* _Request_
Starting at the line that contains "Practice. Spot the white entry" and continuing through the end of the listing, convert those lines into a JSON list of strings with one string per line. Leave out any blank lines.
--*--
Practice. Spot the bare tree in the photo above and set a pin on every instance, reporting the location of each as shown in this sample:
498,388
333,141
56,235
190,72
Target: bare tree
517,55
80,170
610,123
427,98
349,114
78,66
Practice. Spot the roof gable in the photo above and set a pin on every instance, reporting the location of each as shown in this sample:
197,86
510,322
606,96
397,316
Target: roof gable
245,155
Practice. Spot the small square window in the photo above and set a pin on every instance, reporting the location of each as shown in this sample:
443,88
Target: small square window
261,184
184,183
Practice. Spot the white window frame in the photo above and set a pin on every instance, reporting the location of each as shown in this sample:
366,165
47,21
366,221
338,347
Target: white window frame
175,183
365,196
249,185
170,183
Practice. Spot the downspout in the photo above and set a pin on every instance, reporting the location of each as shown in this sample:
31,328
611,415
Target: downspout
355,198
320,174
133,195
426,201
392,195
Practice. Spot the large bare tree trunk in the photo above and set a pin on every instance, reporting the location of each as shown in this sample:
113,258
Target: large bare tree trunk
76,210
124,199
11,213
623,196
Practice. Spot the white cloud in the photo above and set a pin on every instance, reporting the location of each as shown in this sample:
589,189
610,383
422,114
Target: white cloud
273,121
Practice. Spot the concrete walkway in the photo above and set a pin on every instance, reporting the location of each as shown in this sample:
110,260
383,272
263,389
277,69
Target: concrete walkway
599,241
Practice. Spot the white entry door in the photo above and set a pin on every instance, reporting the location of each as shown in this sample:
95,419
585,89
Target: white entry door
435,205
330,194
--*--
* _Answer_
[
  "Practice. Spot the white entry door in the photo above and set a pin on every instance, reporting the location of each as shown in this sample:",
  "95,419",
  "585,89",
  "Target: white entry door",
  "435,205",
  "330,194"
]